> AVAILABLE DATA:
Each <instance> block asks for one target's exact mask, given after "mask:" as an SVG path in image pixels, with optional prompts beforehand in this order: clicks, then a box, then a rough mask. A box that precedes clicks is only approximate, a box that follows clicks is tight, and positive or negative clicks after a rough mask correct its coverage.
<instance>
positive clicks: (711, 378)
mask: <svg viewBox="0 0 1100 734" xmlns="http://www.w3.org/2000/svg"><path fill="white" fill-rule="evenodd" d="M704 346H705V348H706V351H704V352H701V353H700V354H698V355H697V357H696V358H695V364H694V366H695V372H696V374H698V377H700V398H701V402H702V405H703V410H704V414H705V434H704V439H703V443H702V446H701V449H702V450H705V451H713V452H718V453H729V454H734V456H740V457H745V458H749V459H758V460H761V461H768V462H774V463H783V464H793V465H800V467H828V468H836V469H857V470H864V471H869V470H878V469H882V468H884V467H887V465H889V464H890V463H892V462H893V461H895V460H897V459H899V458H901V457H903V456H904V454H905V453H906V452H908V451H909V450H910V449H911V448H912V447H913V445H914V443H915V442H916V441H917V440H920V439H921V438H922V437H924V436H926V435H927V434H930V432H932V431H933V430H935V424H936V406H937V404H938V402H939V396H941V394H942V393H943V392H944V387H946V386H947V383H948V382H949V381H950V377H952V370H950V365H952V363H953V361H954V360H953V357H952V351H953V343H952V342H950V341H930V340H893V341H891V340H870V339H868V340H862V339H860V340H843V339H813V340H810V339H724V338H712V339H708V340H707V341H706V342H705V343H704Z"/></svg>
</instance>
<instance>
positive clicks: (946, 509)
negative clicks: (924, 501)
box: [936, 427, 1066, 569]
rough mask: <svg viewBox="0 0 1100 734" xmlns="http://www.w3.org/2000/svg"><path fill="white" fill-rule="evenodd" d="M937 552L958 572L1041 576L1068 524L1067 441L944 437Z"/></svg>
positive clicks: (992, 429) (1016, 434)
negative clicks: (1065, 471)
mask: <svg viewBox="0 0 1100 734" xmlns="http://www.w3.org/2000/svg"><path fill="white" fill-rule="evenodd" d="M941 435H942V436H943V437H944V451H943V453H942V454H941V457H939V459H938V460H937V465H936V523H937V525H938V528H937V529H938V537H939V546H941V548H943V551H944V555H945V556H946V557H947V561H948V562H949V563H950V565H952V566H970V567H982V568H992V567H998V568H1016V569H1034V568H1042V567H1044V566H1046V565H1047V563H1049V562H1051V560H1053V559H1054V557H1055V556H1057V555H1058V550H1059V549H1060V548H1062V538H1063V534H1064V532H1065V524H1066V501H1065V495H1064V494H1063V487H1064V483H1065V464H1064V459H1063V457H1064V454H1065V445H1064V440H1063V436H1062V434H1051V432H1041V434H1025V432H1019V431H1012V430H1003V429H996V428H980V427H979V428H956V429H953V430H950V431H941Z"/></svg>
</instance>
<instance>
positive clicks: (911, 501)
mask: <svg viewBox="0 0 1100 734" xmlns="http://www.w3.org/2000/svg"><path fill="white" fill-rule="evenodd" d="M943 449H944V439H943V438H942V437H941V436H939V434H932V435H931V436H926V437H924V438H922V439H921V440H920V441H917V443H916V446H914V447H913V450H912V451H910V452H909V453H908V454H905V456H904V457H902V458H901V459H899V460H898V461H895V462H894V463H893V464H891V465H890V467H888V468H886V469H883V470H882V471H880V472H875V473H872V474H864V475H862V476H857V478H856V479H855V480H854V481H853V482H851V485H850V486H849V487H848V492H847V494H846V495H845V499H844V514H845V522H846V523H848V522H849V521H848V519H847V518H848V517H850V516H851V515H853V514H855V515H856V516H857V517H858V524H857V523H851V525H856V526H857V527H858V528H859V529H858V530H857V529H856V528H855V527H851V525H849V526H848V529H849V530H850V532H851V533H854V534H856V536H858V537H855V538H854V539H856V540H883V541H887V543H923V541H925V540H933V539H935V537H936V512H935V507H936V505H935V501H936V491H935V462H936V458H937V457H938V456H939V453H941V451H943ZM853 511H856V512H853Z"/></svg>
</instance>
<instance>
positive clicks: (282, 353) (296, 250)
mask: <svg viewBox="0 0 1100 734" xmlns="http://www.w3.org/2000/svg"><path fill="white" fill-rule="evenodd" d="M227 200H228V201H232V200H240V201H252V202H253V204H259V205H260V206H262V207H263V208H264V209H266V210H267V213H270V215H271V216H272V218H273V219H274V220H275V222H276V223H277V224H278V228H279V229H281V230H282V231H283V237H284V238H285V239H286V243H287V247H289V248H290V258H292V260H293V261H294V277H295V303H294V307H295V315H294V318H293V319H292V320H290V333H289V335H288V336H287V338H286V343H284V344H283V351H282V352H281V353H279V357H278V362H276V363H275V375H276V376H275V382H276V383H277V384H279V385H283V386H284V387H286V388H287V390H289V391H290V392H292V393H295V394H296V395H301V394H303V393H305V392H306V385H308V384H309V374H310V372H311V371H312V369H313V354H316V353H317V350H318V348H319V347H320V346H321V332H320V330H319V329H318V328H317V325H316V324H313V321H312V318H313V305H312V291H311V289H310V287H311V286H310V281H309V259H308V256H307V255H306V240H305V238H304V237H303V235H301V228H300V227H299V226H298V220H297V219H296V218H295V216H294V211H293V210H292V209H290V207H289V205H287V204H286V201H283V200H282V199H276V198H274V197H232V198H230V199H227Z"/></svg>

> TO DO: Reproduce all records exactly, without omissions.

> TASK SOLUTION:
Each <instance> block asks for one target's exact mask, given after "mask:" as an SVG path in image pixels, with optional prompts beforehand in this order: clicks, then a box, then a rough mask. A box that precedes clicks is only approximate, a box that follows clicks is tight, and positive or negative clicks after a rough mask correct its coverage.
<instance>
positive clicks: (711, 378)
mask: <svg viewBox="0 0 1100 734" xmlns="http://www.w3.org/2000/svg"><path fill="white" fill-rule="evenodd" d="M704 346H705V348H706V351H704V352H701V353H700V354H698V355H697V357H696V358H695V364H694V366H695V372H696V374H698V377H700V398H701V402H702V405H703V410H704V414H705V434H704V439H703V443H702V446H701V449H702V450H705V451H713V452H718V453H729V454H734V456H740V457H745V458H749V459H758V460H761V461H768V462H774V463H783V464H793V465H800V467H828V468H836V469H857V470H864V471H869V470H878V469H882V468H884V467H887V465H889V464H890V463H892V462H893V461H895V460H897V459H899V458H901V457H903V456H904V454H905V453H906V452H908V451H909V450H910V449H911V448H912V447H913V445H914V443H915V442H916V441H917V440H920V439H921V438H922V437H924V436H926V435H927V434H930V432H932V431H933V430H935V424H936V406H937V404H938V402H939V396H941V394H942V393H943V392H944V387H946V386H947V383H948V382H949V381H950V377H952V370H950V365H952V363H953V361H954V360H953V357H952V351H953V343H952V342H950V341H930V340H893V341H891V340H870V339H868V340H862V339H860V340H843V339H813V340H810V339H724V338H712V339H708V340H707V341H706V342H705V343H704Z"/></svg>
</instance>
<instance>
positive clicks: (946, 509)
negative clicks: (924, 501)
box: [936, 427, 1066, 569]
rough mask: <svg viewBox="0 0 1100 734" xmlns="http://www.w3.org/2000/svg"><path fill="white" fill-rule="evenodd" d="M937 552L958 572L1041 576L1068 524L1067 441L944 437Z"/></svg>
positive clicks: (992, 429) (1016, 434)
negative clicks: (1065, 471)
mask: <svg viewBox="0 0 1100 734" xmlns="http://www.w3.org/2000/svg"><path fill="white" fill-rule="evenodd" d="M941 435H942V436H943V437H944V451H943V453H942V454H941V457H939V459H938V460H937V465H936V523H937V525H938V528H937V529H938V537H939V546H941V548H943V551H944V555H945V556H946V557H947V561H948V562H949V563H950V565H952V566H970V567H982V568H992V567H998V568H1016V569H1034V568H1042V567H1044V566H1046V565H1047V563H1049V562H1051V560H1053V559H1054V557H1055V556H1057V555H1058V550H1059V549H1060V548H1062V538H1063V534H1064V532H1065V524H1066V501H1065V495H1064V494H1063V487H1064V483H1065V464H1064V459H1063V457H1064V454H1065V445H1064V440H1063V436H1062V434H1051V432H1041V434H1025V432H1019V431H1012V430H1003V429H996V428H980V427H979V428H956V429H953V430H950V431H941Z"/></svg>
</instance>
<instance>
positive clicks: (911, 501)
mask: <svg viewBox="0 0 1100 734" xmlns="http://www.w3.org/2000/svg"><path fill="white" fill-rule="evenodd" d="M943 449H944V439H943V438H942V437H941V436H939V434H932V435H931V436H926V437H924V438H922V439H921V440H920V441H917V443H916V446H914V447H913V450H912V451H910V452H909V453H908V454H905V456H904V457H902V458H901V459H899V460H898V461H895V462H894V463H893V464H891V465H890V467H888V468H886V469H883V470H882V471H880V472H875V473H872V474H864V475H862V476H857V478H856V479H855V480H854V481H853V482H851V485H850V486H849V487H848V492H847V494H846V495H845V499H844V514H845V522H846V523H848V522H849V521H848V519H847V518H848V517H850V516H851V515H853V514H855V515H856V516H857V517H858V524H857V523H851V525H856V526H857V527H858V528H859V529H858V530H857V529H856V528H855V527H851V525H849V526H848V529H849V530H850V532H851V533H854V534H856V536H858V537H855V538H854V539H856V540H883V541H887V543H923V541H925V540H933V539H935V537H936V512H935V507H936V505H935V501H936V491H935V462H936V458H937V457H938V456H939V453H941V451H943ZM853 511H856V512H853Z"/></svg>
</instance>
<instance>
positive clicks: (282, 353) (296, 250)
mask: <svg viewBox="0 0 1100 734" xmlns="http://www.w3.org/2000/svg"><path fill="white" fill-rule="evenodd" d="M227 200H228V201H232V200H240V201H252V202H253V204H259V205H260V206H262V207H263V208H264V209H266V210H267V213H270V215H271V216H272V218H273V219H274V220H275V222H276V223H277V224H278V228H279V229H281V230H282V231H283V237H284V238H285V239H286V243H287V247H289V248H290V258H292V260H293V261H294V277H295V303H294V307H295V315H294V318H293V319H292V320H290V333H289V335H288V336H287V338H286V343H284V344H283V351H282V352H281V353H279V357H278V362H276V363H275V375H276V376H275V382H276V383H277V384H279V385H283V386H284V387H286V388H287V390H289V391H290V392H292V393H295V394H296V395H301V394H303V393H305V392H306V385H308V384H309V374H310V372H311V371H312V369H313V354H316V353H317V350H318V348H319V347H320V346H321V332H320V330H319V329H318V328H317V325H316V324H313V321H312V318H313V305H312V291H311V289H310V287H311V286H310V281H309V259H308V256H307V255H306V240H305V238H304V237H303V235H301V228H300V227H299V226H298V220H297V219H296V218H295V216H294V211H293V210H292V209H290V207H289V205H287V204H286V201H283V200H282V199H276V198H274V197H232V198H230V199H227Z"/></svg>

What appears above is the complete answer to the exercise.